__Task__
Rewrite all the lines below as a numbered list, skipping blank lines and leaving the pictures out.
◆ ◆ ◆ ◆
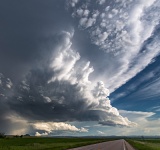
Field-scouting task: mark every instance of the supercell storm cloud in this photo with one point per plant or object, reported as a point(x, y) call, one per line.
point(61, 60)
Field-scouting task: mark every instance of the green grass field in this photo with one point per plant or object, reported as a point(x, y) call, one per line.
point(35, 143)
point(149, 144)
point(46, 143)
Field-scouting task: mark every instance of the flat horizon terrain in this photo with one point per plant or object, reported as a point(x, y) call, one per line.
point(50, 143)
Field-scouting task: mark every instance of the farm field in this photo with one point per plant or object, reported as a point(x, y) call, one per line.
point(148, 144)
point(34, 143)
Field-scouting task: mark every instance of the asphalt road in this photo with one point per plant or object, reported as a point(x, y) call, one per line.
point(111, 145)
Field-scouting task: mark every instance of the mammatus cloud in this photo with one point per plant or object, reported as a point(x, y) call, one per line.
point(62, 92)
point(127, 29)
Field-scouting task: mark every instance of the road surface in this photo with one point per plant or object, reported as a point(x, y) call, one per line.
point(111, 145)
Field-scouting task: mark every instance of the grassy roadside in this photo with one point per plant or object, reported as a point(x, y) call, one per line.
point(145, 145)
point(46, 143)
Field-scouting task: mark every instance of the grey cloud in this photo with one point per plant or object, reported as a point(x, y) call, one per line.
point(56, 93)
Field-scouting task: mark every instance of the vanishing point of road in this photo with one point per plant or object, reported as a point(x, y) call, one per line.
point(111, 145)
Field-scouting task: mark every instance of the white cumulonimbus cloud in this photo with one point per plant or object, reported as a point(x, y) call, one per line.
point(123, 28)
point(49, 127)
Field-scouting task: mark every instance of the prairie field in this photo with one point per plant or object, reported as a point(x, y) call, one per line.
point(34, 143)
point(148, 144)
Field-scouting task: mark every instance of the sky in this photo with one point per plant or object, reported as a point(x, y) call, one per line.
point(80, 67)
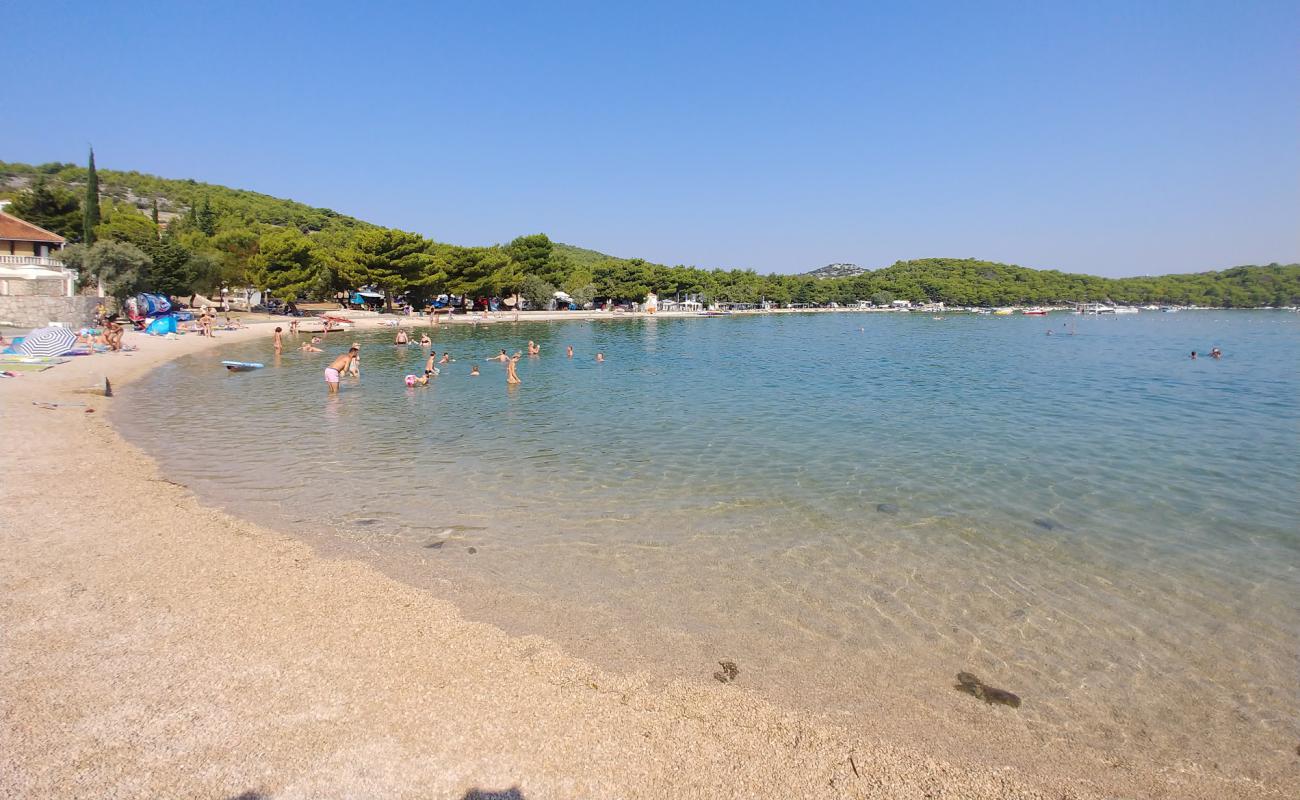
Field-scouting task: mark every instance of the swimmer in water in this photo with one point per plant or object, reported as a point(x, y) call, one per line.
point(339, 366)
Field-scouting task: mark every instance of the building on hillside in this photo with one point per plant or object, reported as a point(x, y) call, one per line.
point(26, 264)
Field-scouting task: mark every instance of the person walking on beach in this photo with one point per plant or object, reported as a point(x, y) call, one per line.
point(511, 376)
point(339, 366)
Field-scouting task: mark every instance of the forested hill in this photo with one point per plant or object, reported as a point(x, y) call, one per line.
point(181, 236)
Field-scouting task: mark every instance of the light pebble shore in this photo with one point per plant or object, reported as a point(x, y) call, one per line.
point(152, 647)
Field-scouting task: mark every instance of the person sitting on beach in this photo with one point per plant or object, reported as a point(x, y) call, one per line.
point(339, 366)
point(113, 336)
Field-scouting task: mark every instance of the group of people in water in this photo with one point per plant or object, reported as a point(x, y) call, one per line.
point(350, 362)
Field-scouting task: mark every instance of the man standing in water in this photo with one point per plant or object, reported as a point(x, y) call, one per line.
point(339, 366)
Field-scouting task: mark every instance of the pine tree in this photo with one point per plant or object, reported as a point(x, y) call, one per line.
point(90, 208)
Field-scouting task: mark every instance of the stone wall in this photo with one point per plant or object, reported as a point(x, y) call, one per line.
point(30, 311)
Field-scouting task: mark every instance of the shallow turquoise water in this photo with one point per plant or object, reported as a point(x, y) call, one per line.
point(1091, 515)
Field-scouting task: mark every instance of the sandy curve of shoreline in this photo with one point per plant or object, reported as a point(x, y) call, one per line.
point(152, 647)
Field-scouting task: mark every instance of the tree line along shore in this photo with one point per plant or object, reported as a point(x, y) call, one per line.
point(182, 237)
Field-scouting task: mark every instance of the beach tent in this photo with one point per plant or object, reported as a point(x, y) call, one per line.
point(161, 325)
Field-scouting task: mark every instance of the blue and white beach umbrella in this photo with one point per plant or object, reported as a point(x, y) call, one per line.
point(47, 341)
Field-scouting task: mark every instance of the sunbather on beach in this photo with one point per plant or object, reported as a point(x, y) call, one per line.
point(113, 336)
point(339, 366)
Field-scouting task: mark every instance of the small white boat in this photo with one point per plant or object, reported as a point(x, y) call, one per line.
point(241, 366)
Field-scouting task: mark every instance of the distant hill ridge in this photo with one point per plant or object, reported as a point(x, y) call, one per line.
point(836, 271)
point(956, 281)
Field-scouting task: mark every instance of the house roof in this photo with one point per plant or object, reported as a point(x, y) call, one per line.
point(21, 230)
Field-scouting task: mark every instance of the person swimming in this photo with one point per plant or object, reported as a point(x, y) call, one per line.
point(341, 364)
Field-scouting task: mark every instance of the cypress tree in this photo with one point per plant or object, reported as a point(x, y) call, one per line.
point(90, 208)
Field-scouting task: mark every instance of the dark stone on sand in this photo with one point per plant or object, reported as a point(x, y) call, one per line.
point(728, 673)
point(975, 687)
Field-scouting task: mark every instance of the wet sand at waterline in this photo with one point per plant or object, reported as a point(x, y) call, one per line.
point(154, 647)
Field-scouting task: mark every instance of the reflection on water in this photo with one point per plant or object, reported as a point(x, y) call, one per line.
point(1091, 520)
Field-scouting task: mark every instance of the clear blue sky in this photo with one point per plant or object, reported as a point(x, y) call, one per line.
point(1113, 138)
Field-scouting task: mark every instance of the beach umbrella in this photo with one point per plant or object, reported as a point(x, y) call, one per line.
point(47, 341)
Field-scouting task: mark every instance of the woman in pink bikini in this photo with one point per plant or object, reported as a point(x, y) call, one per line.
point(339, 366)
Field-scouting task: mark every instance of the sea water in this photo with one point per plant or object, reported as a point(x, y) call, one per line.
point(850, 506)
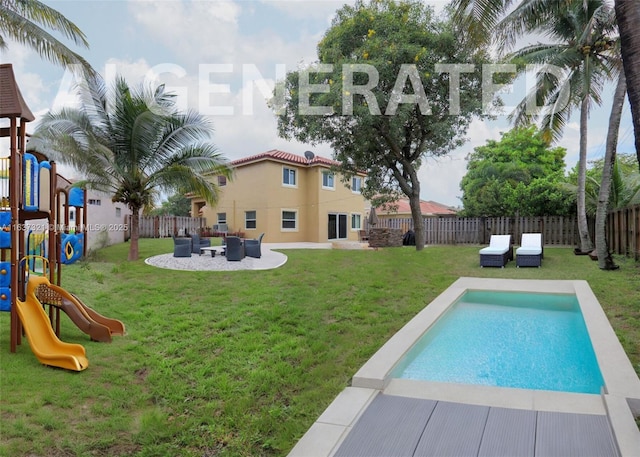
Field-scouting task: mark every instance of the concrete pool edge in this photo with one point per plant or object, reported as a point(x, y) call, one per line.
point(620, 400)
point(619, 376)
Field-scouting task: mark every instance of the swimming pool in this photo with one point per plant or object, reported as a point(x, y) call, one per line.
point(507, 339)
point(619, 379)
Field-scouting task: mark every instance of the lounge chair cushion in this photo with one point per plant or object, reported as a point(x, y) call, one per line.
point(494, 250)
point(528, 250)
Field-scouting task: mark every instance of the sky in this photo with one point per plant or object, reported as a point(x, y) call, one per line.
point(209, 52)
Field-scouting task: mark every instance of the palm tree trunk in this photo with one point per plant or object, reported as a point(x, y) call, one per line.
point(628, 17)
point(605, 261)
point(135, 234)
point(418, 223)
point(586, 244)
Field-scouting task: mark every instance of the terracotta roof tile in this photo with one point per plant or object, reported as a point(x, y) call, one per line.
point(276, 154)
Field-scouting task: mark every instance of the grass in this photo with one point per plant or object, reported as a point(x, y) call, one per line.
point(241, 363)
◆ ◆ ◆ ◆
__The response__
1. Field-scouting task: mark every instance of the supercell storm cloud in this photo with one point per plant or object, reported as a point(x, y) call, one per line.
2. point(61, 60)
3. Field-scouting task: mark every instance of the green grass field in this photo with one point per plant or object, reported as a point(x, y) call, one per line.
4. point(35, 143)
5. point(149, 144)
6. point(46, 143)
7. Field-scouting task: mark every instance of the flat horizon terrain in this photo with one point per plant or object, reported as a point(x, y) call, one per line.
8. point(50, 143)
9. Field-scouting task: mark every instance of the farm field in this photo with one point per plant or object, reported as a point(x, y) call, one per line.
10. point(148, 144)
11. point(34, 143)
12. Field-scouting task: mark every instance of the asphalt road in this photo with one point per plant or object, reported as a point(x, y) call, one per line.
13. point(111, 145)
14. Field-scouting task: mark every instance of the mammatus cloud in this photo with one point per plant or object, reported as a point(x, y) call, one per line.
15. point(62, 92)
16. point(127, 29)
17. Field-scouting task: mark every instance of the road surface in this photo with one point per plant or object, reported as a point(x, y) call, one per line.
18. point(111, 145)
19. Field-scouting task: mark every instance of the grassy roadside in this photo with one point per plant or object, reported as a point(x, y) call, one per line.
20. point(145, 145)
21. point(46, 143)
22. Field-scouting task: mark every instance of the grey cloud in this photo with one point per plant or object, reported as a point(x, y) call, one per line.
23. point(56, 93)
24. Field-scouting task: mark every instance of the vanishing point of road in this photo with one point per plant or object, reported as a point(x, y) call, one per line.
25. point(111, 145)
26. Field-scouting task: mark every instance of the white cumulonimbus cloud in this photo with one point per plant or object, reported as a point(x, y) call, one per line.
27. point(123, 28)
28. point(49, 127)
29. Field-scouting task: mark every instance of the prairie field in this photo with one point per plant or object, reported as a point(x, y) call, one per line.
30. point(34, 143)
31. point(148, 144)
32. Field-scouting task: mark every instance of the sky in this photo with one point per plant or object, reported as a point(x, y) call, one per line.
33. point(80, 67)
34. Field-scouting task: mark every instance of the swimmer in water in this photo with one point per plant or object, reported as a point(x, y) call, one per line.
35. point(339, 366)
36. Field-scouting task: mark every instance of the building on hillside in this photo with one point per plant or object, reported as a point(x, y) call, one per line.
37. point(26, 264)
38. Field-scouting task: mark every instance of the person walking on beach in this photo with one point per plant or object, reported as a point(x, y) call, one per line.
39. point(511, 376)
40. point(339, 366)
41. Field-scouting task: mark every instance of the forested hill in this photo with one point per plant or object, reported as a point(x, y) call, one per line.
42. point(181, 236)
43. Field-scouting task: mark every instance of the light pebble shore in this photo with one point per plant or object, reported as a point(x, y) call, one per line.
44. point(152, 647)
45. Field-scouting task: mark every instance of the person sitting on beach in this photo with one point per plant or object, reported as a point(x, y) call, one per line.
46. point(339, 366)
47. point(113, 336)
48. Field-scouting task: mark every instance of the group of people in water in this photo with one point per plant or object, reported as a point(x, y) call, one per line.
49. point(350, 362)
50. Field-scouting task: mark every instance of the man standing in water in this photo with one point per plant or object, reported as a point(x, y) call, one per line.
51. point(339, 366)
52. Field-scouting task: mark every instance of the pine tree in this photo with one point per plant or object, reported as a point(x, y) call, one per line.
53. point(90, 208)
54. Field-scouting task: mark every instance of the stone wall in this photo with one point per plant or object, reported as a point(x, y) call, one per line.
55. point(30, 311)
56. Field-scouting task: mark every instance of the shallow turquoise water in this photo with one point per plant or object, reported as a point(x, y) call, one per line.
57. point(1091, 515)
58. Field-scouting task: mark every instance of the sandy curve of shoreline in this photo with one point per plant or object, reported as a point(x, y) call, one per line.
59. point(152, 647)
60. Field-scouting task: mark every instance of the tree line along shore in this photo with one point per plant or object, reported as a point(x, y) call, one per line.
61. point(182, 237)
62. Field-scouting task: mark every instance of the beach tent in this photo with one point per plant or object, reported as a point(x, y) call, one per line.
63. point(161, 325)
64. Field-scouting task: mark every instance of the blue and white beach umbrella in this photo with one point per plant or object, reported as a point(x, y) call, one per line.
65. point(47, 341)
66. Field-scouting task: mark every instance of the sunbather on beach in this photo with one point per plant or object, reported as a point(x, y) call, one per line.
67. point(113, 336)
68. point(339, 366)
69. Field-scouting task: mark every instance of the small white boat in this photo with one point per plant or object, reported as a point(x, y) call, one per line.
70. point(241, 366)
71. Field-scouting task: mark every instance of the distant hill ridge in this photo with one point per plant or object, reported as a point(x, y) call, one per line.
72. point(836, 271)
73. point(956, 281)
74. Field-scouting task: mark every instance of the house roof in this photo with one point per plant or object, reported as a point(x, y) call, one per line.
75. point(21, 230)
76. Field-scouting task: mark every instance of the person swimming in this photo with one point per plant or object, reported as a point(x, y) call, one per line.
77. point(341, 364)
78. Field-scouting task: mark every instance of the cypress tree in this photo with one point per plant or object, reported as a point(x, y) call, one per line.
79. point(90, 208)
80. Field-scouting task: mark every instance of the dark stone on sand in this photo with one point per plant or object, reported as a point(x, y) call, one per line.
81. point(728, 673)
82. point(975, 687)
83. Field-scouting task: mark every instance of the wet sand at waterline in this photo with one point per plant or object, reported as a point(x, y) call, one per line.
84. point(154, 647)
85. Field-scouting task: mark every instance of the reflection on water in this photo with one point per plant or object, reported as a point(x, y) call, one per line.
86. point(1091, 520)
87. Field-scouting task: mark every instance of the clear blue sky in this photo with one point per plant or object, reported as a point(x, y) call, one per line.
88. point(1113, 138)
89. Field-scouting task: mark every instance of the beach umbrella in this photo with one point per plant or object, reported as a point(x, y) call, one per line.
90. point(47, 341)
91. Field-scouting task: mark every instance of the woman in pink bikini in this photo with one point per plant or object, reported as a point(x, y) call, one per line.
92. point(339, 366)
93. Field-scouting task: mark every instance of the sea water in this photo with one point per plant or object, reported as a point(x, y) call, one per line.
94. point(850, 506)
95. Field-scouting task: mark every instance of the concrete pool edge in this photo with one point per plant or object, reported as a point(x, y) call, one per line.
96. point(620, 400)
97. point(619, 376)
98. Field-scouting task: mark every instance of the swimming pool in this photo with one point per plant or object, reported as a point(x, y) call, one per line.
99. point(507, 339)
100. point(619, 379)
101. Field-scouting task: mark every instance of the lounge chair cushion in this photo with one point per plant or object, reported as a point(x, y) call, one per line.
102. point(494, 250)
103. point(528, 250)
104. Field-scouting task: mark every instance of the sky in this photo with one point per plant or object, reported as a point(x, y) call, one per line.
105. point(209, 52)
106. Field-scouting task: mark every instance of the palm tree trunk in this photo with one point per plant or object, reported as a point(x, y) call, one per line.
107. point(628, 17)
108. point(605, 261)
109. point(135, 234)
110. point(418, 223)
111. point(586, 244)
112. Field-scouting task: mark every instance of the terracotta roof tile in this photo with one point per plant or object, reported as a point(x, y) call, one per line.
113. point(276, 154)
114. Field-scouting task: mark every instance of the grass in this photo with one point per plant or object, reported as a point(x, y) call, one per line.
115. point(241, 363)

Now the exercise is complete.